• _What is being asked_: From the article on Kazakhstan's critical minerals, extract word for word the passage that begins at the words "Why It Matters" and stops after the words "projects starting 2027.".

• _Given text_:

As World Clamors for Its Critical Minerals, Kazakhstan Ups Control and Seeks Bigger Cut

As World Clamors for Its Critical Minerals, Kazakhstan Ups Control and Seeks Bigger Cut

Eurasianet
EurasianetApr 20, 2026

Why It Matters

The reforms boost state revenue and strategic leverage but risk alienating foreign investors, potentially slowing the flow of capital needed for Kazakhstan’s critical‑minerals expansion. This balance will shape the country’s role in the global supply chain for batteries and clean‑energy technologies.

Key Takeaways

  • Kazakhstan introduces higher royalties for new mining projects starting 2027.
  • State-owned Tau‑Ken Samruk may receive first licensing priority.
  • Government allocated $500 million for exploration of 20 national projects.
  • Royalty rates double those in Western Australia, raising cost concerns.
  • Investors warn that shifting rules could erode Kazakhstan’s investment appeal.

• _Records supplied_:

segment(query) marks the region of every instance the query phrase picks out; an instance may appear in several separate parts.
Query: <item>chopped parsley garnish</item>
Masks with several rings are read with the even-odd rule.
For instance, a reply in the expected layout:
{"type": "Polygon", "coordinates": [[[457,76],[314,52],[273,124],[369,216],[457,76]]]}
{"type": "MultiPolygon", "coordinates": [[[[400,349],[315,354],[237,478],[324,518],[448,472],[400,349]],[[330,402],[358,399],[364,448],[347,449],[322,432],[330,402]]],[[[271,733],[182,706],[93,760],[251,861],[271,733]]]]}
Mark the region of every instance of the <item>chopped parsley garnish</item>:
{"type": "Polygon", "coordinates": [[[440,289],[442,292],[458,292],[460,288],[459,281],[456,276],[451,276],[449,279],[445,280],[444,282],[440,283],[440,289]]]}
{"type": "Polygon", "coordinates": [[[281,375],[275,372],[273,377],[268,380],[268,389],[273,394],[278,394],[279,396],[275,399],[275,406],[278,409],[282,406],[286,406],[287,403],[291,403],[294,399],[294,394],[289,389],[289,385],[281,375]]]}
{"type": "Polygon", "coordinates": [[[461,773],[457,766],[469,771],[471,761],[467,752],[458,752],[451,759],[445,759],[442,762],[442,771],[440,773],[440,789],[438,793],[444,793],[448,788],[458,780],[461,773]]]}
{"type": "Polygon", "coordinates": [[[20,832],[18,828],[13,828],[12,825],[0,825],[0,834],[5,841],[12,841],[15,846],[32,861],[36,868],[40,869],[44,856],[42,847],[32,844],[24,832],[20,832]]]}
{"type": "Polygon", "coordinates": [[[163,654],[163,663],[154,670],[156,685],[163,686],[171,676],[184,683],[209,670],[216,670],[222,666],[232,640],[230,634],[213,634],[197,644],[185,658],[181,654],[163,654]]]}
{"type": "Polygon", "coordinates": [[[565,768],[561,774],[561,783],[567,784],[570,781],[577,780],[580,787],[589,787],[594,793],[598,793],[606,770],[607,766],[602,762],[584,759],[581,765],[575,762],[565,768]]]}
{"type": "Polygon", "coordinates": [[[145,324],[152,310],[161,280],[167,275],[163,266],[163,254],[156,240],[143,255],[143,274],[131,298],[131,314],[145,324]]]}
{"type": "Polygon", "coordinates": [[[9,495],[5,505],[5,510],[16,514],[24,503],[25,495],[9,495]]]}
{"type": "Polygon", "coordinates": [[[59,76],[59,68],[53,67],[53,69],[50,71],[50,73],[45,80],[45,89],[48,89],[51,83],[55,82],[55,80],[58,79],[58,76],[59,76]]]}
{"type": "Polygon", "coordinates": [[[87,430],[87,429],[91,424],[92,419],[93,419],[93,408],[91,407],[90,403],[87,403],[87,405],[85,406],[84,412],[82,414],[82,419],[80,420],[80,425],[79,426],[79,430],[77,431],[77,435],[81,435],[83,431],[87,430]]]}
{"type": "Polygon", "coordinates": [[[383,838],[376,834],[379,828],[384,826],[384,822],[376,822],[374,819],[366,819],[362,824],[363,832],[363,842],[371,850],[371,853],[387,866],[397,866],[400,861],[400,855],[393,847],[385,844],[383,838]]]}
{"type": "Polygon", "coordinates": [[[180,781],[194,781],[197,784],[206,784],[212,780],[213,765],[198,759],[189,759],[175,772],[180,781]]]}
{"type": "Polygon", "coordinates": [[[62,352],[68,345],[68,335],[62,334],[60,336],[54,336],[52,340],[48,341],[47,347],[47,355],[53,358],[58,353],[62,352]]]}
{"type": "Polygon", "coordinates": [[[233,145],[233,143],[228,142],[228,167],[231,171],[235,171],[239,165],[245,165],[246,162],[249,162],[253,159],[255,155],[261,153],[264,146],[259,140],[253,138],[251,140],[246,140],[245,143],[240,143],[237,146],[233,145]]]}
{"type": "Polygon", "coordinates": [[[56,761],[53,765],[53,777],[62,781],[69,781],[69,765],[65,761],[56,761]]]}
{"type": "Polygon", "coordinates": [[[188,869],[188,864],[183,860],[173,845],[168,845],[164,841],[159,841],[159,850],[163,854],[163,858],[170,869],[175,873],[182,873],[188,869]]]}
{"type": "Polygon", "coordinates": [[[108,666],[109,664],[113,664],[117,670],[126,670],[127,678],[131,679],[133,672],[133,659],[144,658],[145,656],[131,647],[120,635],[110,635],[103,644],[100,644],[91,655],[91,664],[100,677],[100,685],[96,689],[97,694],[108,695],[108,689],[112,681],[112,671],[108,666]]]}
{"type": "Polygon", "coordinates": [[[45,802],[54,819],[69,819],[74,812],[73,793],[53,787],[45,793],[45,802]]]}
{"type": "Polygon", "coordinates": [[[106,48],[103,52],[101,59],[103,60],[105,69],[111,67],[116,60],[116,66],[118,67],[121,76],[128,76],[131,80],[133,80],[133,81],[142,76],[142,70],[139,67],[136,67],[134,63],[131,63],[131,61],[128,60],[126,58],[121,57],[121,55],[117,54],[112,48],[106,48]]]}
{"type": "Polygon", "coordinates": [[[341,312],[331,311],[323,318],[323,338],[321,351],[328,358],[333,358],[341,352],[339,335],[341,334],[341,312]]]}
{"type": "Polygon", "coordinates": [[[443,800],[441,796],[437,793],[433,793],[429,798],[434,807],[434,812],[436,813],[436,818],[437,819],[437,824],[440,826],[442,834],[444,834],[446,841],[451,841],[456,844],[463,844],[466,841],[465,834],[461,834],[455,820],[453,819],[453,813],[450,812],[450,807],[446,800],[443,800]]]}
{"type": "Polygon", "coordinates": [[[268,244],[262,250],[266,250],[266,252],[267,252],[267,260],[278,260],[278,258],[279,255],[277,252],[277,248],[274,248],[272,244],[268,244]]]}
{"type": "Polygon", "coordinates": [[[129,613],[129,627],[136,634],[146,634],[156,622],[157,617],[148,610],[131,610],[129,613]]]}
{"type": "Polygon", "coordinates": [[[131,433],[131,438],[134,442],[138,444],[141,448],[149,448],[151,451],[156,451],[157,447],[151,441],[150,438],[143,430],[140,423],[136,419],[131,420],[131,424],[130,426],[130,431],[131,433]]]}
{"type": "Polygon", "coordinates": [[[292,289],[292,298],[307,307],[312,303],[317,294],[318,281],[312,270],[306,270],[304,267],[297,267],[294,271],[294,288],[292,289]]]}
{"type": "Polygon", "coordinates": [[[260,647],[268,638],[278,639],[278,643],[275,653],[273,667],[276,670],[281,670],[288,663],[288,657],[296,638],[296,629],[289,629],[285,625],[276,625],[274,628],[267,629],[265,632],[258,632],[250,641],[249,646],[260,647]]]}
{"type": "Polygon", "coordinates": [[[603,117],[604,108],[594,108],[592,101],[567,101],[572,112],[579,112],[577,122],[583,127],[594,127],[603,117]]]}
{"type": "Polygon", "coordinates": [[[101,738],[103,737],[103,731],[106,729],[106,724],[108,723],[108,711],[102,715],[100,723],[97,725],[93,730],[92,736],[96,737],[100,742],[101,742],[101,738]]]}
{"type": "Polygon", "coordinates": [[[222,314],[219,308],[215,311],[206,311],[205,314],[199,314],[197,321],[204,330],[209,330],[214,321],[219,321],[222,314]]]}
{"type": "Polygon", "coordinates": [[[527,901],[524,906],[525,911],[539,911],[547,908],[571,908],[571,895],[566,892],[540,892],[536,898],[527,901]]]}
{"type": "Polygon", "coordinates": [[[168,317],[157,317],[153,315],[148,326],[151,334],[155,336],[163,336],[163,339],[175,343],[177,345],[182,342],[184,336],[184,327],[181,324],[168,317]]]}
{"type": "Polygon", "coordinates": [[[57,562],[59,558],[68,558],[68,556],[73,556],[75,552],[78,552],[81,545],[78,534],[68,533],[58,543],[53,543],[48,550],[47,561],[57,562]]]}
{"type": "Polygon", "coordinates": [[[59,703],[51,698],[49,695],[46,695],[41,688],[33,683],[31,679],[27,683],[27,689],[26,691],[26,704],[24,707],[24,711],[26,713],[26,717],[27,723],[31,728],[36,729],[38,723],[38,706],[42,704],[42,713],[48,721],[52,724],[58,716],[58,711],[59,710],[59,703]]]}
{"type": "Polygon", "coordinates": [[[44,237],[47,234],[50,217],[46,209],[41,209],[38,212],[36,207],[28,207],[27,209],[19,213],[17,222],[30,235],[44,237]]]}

• _Written answer_:
Why It Matters

The reforms boost state revenue and strategic leverage but risk alienating foreign investors, potentially slowing the flow of capital needed for Kazakhstan’s critical‑minerals expansion. This balance will shape the country’s role in the global supply chain for batteries and clean‑energy technologies.

Key Takeaways

  • Kazakhstan introduces higher royalties for new mining projects starting 2027.